++++ DATA ++++
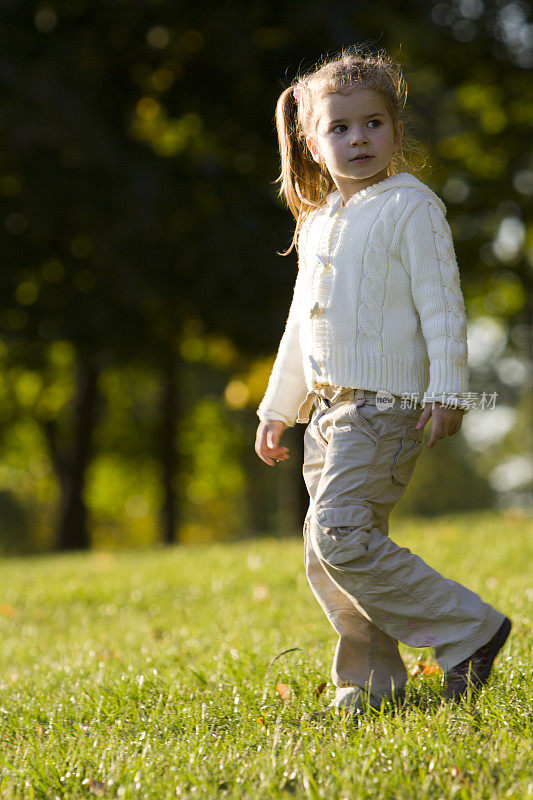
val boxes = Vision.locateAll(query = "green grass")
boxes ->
[0,514,533,800]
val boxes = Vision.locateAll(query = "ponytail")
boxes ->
[276,45,425,256]
[275,86,334,256]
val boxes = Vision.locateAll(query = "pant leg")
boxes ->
[303,413,407,696]
[308,400,505,672]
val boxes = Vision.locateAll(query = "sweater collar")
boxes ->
[326,172,446,213]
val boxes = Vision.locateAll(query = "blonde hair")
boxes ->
[275,45,415,255]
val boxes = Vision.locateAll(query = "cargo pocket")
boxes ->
[391,430,424,486]
[308,504,372,566]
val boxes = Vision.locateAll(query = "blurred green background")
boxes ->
[0,0,533,553]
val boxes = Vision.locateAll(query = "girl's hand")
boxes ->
[416,402,464,447]
[255,419,289,467]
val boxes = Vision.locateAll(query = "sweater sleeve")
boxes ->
[400,197,469,412]
[257,266,307,427]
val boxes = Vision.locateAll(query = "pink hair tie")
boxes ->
[292,81,304,103]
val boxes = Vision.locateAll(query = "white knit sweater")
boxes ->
[257,172,468,425]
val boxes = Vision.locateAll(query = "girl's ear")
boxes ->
[394,120,403,151]
[305,136,322,164]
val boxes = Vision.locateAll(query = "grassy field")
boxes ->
[0,513,533,800]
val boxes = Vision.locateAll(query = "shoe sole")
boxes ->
[444,617,512,700]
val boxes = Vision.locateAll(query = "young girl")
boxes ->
[255,48,511,712]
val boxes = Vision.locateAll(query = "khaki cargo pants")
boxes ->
[303,387,505,697]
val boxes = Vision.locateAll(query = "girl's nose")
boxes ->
[350,130,368,147]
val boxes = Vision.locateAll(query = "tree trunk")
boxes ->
[46,362,100,550]
[159,353,178,544]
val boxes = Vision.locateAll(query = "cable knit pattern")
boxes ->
[257,172,468,425]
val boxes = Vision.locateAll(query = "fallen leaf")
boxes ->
[411,659,442,678]
[276,683,291,703]
[82,778,105,797]
[314,681,328,698]
[450,767,461,778]
[424,662,442,676]
[252,583,270,603]
[411,661,424,678]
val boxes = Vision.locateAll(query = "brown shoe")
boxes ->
[444,617,511,700]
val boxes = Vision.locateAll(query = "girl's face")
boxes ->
[306,88,403,202]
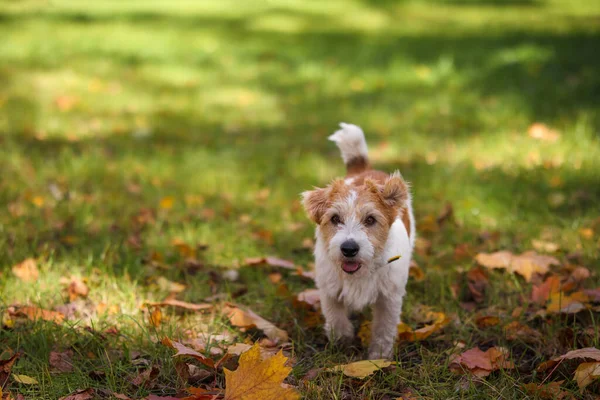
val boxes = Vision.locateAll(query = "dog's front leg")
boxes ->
[369,295,402,360]
[321,293,354,342]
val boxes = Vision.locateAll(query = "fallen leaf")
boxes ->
++++
◆ TASK INSTRUCTIONS ◆
Scale the lines from the start of the records through the line with "[305,136,322,164]", both ends included, by writing them all out again with their requests and multiplying every bounding-box coordinate in the answers by 1.25, rounding to whole numbers with halves rounded up. Leave the pictures out of your answer.

◆ THE ANSWER ◆
val boxes = Vision.locateAll(query = "green grass")
boxes ->
[0,643,666,1000]
val boxes = Vision.locateAll(query = "ponytail")
boxes ->
[345,56,531,320]
[344,108,418,320]
val boxes = Vision.locateAll(query = "pant leg")
boxes ->
[379,516,509,870]
[385,500,631,840]
val boxes = Vision.locateAll(query = "sweater collar")
boxes ->
[408,215,558,266]
val boxes = Vision.locateAll(query = "blonde hair")
boxes ->
[344,56,519,319]
val boxes = Vision.locateAll(query = "cargo pocket")
boxes ->
[489,538,530,608]
[385,630,465,708]
val boxes = Vision.locateAll(query = "blurred green background")
boxes ->
[0,0,666,691]
val boxes = Vision.locateAll(query = "girl's hand")
boxes ->
[520,503,580,559]
[319,524,361,584]
val boxes = Vision.locateAll(query = "sweater sleeve")
boxes ->
[500,246,586,515]
[321,333,384,534]
val boxes = Vision.locateAll(query = "pink hair tie")
boxes ->
[365,101,380,129]
val boxes = Vision.locateAll(query = "white knit sweater")
boxes ->
[321,215,585,531]
val boxes = Vision.locateAll(query = "girl's ear")
boxes ->
[493,150,504,189]
[381,170,403,205]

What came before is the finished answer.